■ AVAILABLE DATA ■
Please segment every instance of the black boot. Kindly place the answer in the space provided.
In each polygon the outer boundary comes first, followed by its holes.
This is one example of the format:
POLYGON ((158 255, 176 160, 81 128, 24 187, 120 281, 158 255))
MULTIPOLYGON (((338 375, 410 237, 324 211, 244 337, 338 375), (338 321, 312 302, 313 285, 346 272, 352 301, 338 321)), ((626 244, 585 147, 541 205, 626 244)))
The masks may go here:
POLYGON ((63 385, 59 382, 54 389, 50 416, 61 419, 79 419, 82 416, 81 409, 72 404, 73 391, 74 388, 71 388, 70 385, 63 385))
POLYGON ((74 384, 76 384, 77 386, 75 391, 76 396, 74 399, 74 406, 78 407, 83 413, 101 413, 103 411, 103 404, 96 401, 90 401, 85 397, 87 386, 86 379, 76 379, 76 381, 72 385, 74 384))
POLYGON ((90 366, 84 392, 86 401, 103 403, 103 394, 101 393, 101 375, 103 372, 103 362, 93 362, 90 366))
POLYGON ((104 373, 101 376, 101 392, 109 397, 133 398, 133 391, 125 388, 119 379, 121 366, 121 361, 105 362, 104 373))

■ REQUIRED WORK ■
Would you copy out exactly the lines above that start at the one containing "POLYGON ((158 255, 176" and end at the one containing "MULTIPOLYGON (((338 375, 410", inclusive?

■ REPLY ■
POLYGON ((158 255, 176 160, 81 128, 24 187, 120 281, 158 255))
MULTIPOLYGON (((338 375, 410 237, 324 211, 244 337, 338 375), (338 321, 312 302, 313 285, 346 272, 352 301, 338 321)), ((626 244, 585 147, 541 205, 626 244)))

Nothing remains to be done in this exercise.